-- REQUIRED WORK --
This exercise asks for a copy of each line in the records below with the word "duck" in it.

===

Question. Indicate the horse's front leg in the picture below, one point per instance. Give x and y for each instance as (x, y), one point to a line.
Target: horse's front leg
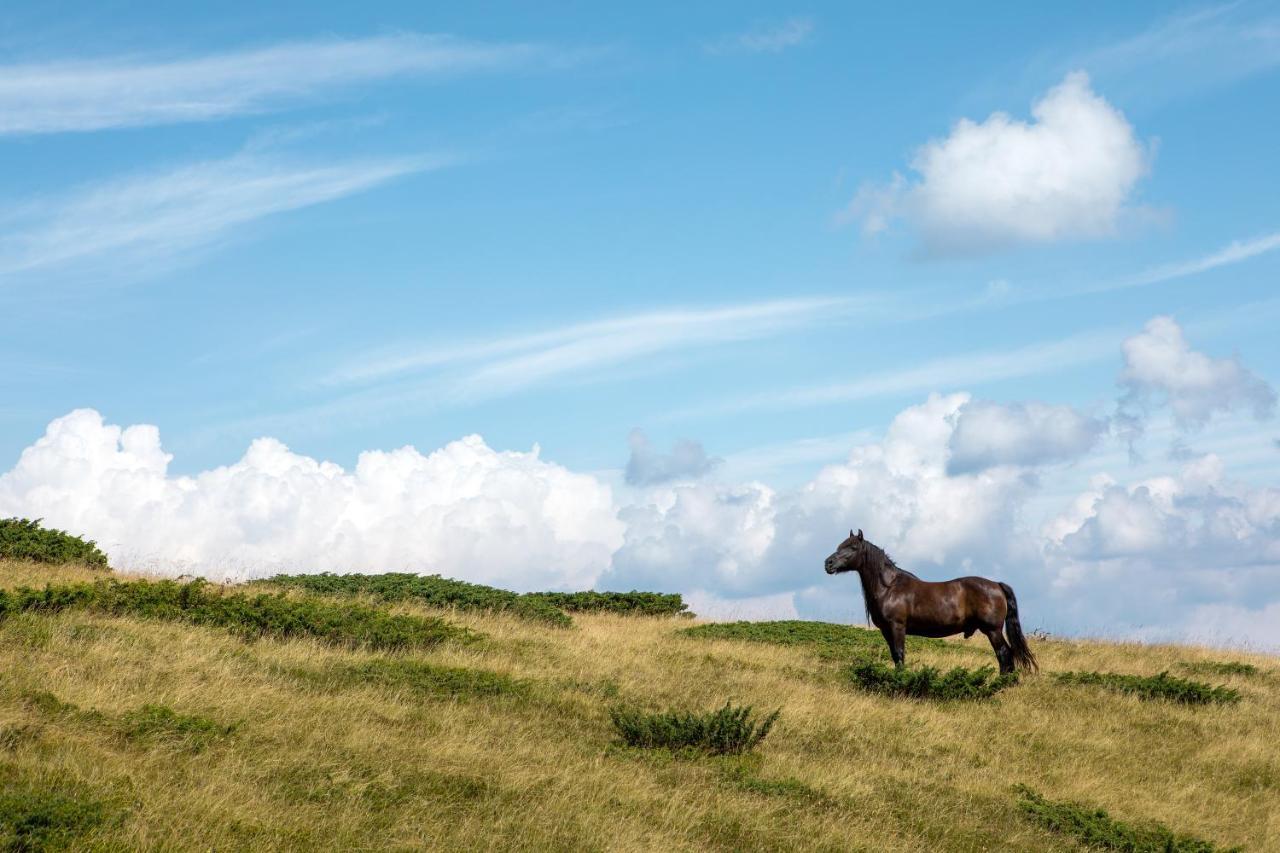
(895, 634)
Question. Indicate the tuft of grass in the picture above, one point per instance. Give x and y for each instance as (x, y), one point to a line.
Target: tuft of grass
(428, 679)
(828, 639)
(1155, 687)
(250, 616)
(161, 723)
(432, 591)
(928, 682)
(632, 603)
(1097, 829)
(1219, 667)
(745, 779)
(27, 539)
(726, 731)
(45, 816)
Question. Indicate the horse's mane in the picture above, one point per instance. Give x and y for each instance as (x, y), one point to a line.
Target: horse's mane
(880, 560)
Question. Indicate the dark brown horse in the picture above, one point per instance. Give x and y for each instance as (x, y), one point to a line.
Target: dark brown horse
(900, 603)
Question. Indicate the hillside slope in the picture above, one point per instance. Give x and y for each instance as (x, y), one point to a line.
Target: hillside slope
(122, 733)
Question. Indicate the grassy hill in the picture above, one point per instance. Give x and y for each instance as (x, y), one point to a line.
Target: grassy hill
(127, 726)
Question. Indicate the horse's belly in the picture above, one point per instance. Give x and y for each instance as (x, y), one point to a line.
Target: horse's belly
(931, 629)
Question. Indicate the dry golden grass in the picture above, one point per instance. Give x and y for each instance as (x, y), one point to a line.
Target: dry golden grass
(323, 763)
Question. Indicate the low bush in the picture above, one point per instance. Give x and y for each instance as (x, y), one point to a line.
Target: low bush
(161, 723)
(45, 816)
(1097, 829)
(632, 603)
(1155, 687)
(830, 641)
(745, 779)
(929, 683)
(250, 616)
(433, 591)
(26, 539)
(725, 731)
(1219, 667)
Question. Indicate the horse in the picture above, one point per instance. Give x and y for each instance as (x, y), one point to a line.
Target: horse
(900, 603)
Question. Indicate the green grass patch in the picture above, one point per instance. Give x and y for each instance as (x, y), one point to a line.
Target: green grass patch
(1097, 829)
(831, 641)
(250, 616)
(27, 539)
(1155, 687)
(428, 679)
(46, 816)
(929, 683)
(159, 723)
(745, 779)
(632, 603)
(433, 591)
(1219, 667)
(726, 731)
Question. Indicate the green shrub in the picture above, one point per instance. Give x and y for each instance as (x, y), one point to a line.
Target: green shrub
(929, 683)
(725, 731)
(45, 817)
(250, 616)
(428, 679)
(830, 641)
(433, 591)
(24, 539)
(1097, 829)
(1155, 687)
(161, 723)
(632, 603)
(1219, 667)
(744, 779)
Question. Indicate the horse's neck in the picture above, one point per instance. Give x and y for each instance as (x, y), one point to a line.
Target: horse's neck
(877, 578)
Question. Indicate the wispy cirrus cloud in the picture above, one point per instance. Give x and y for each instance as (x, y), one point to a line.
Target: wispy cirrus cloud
(960, 370)
(1191, 50)
(764, 40)
(135, 91)
(524, 359)
(152, 218)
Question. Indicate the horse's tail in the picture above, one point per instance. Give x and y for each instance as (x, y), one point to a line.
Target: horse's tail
(1023, 656)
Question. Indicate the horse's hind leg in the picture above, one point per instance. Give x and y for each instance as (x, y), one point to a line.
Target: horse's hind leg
(1000, 644)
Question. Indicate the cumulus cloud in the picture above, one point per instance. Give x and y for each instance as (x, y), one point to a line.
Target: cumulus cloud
(1031, 433)
(464, 510)
(748, 539)
(1161, 368)
(1069, 173)
(649, 466)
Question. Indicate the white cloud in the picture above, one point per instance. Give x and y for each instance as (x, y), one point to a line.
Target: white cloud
(649, 466)
(1069, 173)
(1187, 552)
(1191, 51)
(1161, 368)
(129, 92)
(465, 510)
(149, 218)
(766, 40)
(753, 541)
(1033, 433)
(949, 372)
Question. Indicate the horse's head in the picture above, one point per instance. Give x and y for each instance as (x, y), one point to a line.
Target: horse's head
(849, 555)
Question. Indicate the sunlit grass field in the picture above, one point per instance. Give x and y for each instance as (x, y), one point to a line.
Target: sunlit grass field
(131, 734)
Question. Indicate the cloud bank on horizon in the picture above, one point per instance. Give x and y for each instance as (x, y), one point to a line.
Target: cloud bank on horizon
(946, 489)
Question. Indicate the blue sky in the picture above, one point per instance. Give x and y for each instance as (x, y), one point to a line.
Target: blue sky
(759, 231)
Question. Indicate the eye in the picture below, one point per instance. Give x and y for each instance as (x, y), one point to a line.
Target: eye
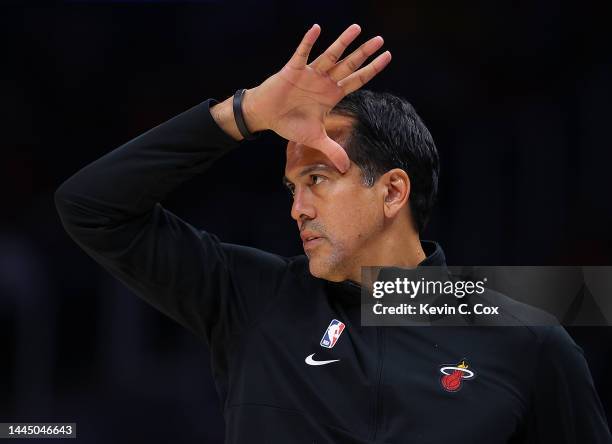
(316, 179)
(291, 189)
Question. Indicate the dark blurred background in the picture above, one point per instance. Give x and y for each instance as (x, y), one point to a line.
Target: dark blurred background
(517, 95)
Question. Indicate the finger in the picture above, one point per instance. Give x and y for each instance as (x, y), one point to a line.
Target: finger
(365, 74)
(300, 56)
(334, 151)
(351, 63)
(329, 58)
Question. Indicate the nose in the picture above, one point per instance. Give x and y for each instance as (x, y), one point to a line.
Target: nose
(302, 207)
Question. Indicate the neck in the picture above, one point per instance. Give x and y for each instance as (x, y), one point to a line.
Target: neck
(398, 246)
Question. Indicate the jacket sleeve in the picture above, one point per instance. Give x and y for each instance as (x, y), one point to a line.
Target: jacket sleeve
(111, 209)
(567, 408)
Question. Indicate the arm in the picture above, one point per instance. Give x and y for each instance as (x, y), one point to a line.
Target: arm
(111, 207)
(566, 407)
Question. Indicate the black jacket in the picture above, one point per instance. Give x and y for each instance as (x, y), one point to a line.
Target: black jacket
(265, 318)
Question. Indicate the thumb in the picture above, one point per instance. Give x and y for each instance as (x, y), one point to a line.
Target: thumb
(334, 151)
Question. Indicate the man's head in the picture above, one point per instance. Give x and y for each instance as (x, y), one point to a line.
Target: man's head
(391, 184)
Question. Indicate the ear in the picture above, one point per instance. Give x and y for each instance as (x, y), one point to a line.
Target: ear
(396, 190)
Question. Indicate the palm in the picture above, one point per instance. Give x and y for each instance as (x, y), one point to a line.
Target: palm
(299, 96)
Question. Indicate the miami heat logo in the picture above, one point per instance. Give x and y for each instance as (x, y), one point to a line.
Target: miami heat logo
(453, 375)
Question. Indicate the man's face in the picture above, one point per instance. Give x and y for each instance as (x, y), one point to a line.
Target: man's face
(338, 216)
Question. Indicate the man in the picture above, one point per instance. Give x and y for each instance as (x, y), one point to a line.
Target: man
(291, 362)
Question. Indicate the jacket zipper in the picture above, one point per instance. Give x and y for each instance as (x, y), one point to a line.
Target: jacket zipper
(377, 401)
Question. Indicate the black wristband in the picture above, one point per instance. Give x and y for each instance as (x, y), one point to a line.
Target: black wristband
(239, 117)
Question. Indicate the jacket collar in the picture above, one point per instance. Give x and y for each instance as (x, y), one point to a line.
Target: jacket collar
(434, 257)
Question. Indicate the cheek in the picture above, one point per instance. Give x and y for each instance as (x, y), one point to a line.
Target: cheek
(357, 219)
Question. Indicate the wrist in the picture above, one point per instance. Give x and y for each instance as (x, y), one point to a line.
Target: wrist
(251, 112)
(223, 115)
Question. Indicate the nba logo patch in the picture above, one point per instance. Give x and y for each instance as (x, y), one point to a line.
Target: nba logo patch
(332, 334)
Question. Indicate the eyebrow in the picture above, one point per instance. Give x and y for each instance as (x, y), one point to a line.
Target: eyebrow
(308, 170)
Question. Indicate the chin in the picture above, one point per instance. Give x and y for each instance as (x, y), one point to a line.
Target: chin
(324, 270)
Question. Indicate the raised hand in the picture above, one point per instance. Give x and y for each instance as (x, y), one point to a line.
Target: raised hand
(294, 101)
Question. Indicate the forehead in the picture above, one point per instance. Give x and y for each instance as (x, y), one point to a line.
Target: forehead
(300, 156)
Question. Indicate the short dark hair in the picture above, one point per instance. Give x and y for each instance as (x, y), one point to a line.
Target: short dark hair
(389, 134)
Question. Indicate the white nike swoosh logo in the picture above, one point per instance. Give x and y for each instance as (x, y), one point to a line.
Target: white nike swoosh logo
(311, 361)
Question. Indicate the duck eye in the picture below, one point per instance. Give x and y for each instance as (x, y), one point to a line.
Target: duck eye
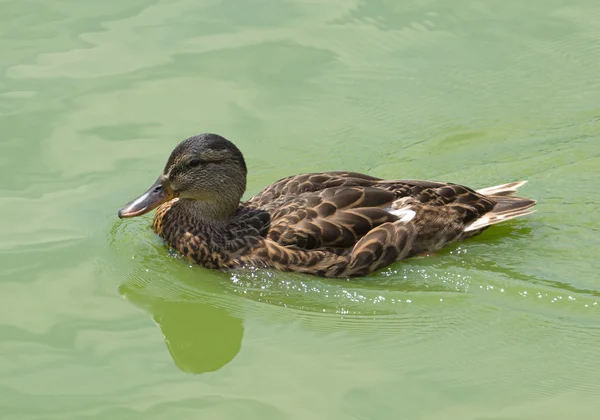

===

-- OUTPUT FOR THIS EXERCISE --
Question. Indicate the duck eye in the picture below, one point per instance. Give x and y for each instance as (x, y), one point to a line.
Target: duck eye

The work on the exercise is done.